> _Passage provided_:
>> START

Heat map of homophobic and racist tweets - washedup
http://users.humboldt.edu/mstephens/hate/hate_map.html#

======
deltaqueue
Nearly all questions answered in the "about map" link:

=========================================

The data behind this map is based on every geocoded tweet in the United States
from June 2012 - April 2013 containing one of the 'hate words'. This equated
to over 150,000 tweets and was drawn from the DOLLY project based at the
University of Kentucky. Because algorithmic sentiment analysis would
automatically classify any tweet containing 'hate words' as "negative," this
project relied upon the HSU students to read the entirety of tweet and
classify it as positive, neutral or negative based on a predefined rubric.
Only those tweets that were identified by human readers as negative were used
in this analysis.

To produce the map all tweets containing each 'hate word' were aggregated to
the county level and normalized by the total twitter traffic in each county.

>> END

> _Rows_:
>> START

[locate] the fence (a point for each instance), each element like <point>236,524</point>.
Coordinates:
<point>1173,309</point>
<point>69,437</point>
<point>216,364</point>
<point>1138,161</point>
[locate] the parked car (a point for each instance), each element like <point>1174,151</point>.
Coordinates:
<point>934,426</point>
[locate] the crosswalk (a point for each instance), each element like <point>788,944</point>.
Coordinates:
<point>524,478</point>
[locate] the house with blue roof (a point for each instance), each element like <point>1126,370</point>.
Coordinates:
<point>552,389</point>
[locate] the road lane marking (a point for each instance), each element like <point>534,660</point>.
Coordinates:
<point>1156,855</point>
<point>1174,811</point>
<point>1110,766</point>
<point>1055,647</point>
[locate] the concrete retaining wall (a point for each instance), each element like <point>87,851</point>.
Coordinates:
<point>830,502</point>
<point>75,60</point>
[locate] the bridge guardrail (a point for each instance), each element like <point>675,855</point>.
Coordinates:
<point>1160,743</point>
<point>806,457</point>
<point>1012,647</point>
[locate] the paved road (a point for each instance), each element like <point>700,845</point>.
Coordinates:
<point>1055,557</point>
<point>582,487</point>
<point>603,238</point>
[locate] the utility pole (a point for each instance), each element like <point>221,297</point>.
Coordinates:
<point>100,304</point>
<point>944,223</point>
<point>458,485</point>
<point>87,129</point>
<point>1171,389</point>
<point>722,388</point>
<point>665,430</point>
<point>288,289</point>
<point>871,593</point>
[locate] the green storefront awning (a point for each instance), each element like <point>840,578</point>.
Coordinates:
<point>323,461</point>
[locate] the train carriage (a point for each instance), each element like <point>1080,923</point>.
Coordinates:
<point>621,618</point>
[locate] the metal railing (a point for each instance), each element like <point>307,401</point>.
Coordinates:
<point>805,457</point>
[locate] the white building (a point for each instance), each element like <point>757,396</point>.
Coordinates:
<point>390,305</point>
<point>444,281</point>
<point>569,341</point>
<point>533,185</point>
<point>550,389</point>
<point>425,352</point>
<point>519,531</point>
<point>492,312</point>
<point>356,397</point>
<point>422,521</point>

>> END

> _Given problem_: Repeat word for word the part of the tweet-map thread that begins with "The data behind" and ends with "in each county.". The listing is separate from the tweet-map thread.

> _Task output_:
The data behind this map is based on every geocoded tweet in the United States
from June 2012 - April 2013 containing one of the 'hate words'. This equated
to over 150,000 tweets and was drawn from the DOLLY project based at the
University of Kentucky. Because algorithmic sentiment analysis would
automatically classify any tweet containing 'hate words' as "negative," this
project relied upon the HSU students to read the entirety of tweet and
classify it as positive, neutral or negative based on a predefined rubric.
Only those tweets that were identified by human readers as negative were used
in this analysis.

To produce the map all tweets containing each 'hate word' were aggregated to
the county level and normalized by the total twitter traffic in each county.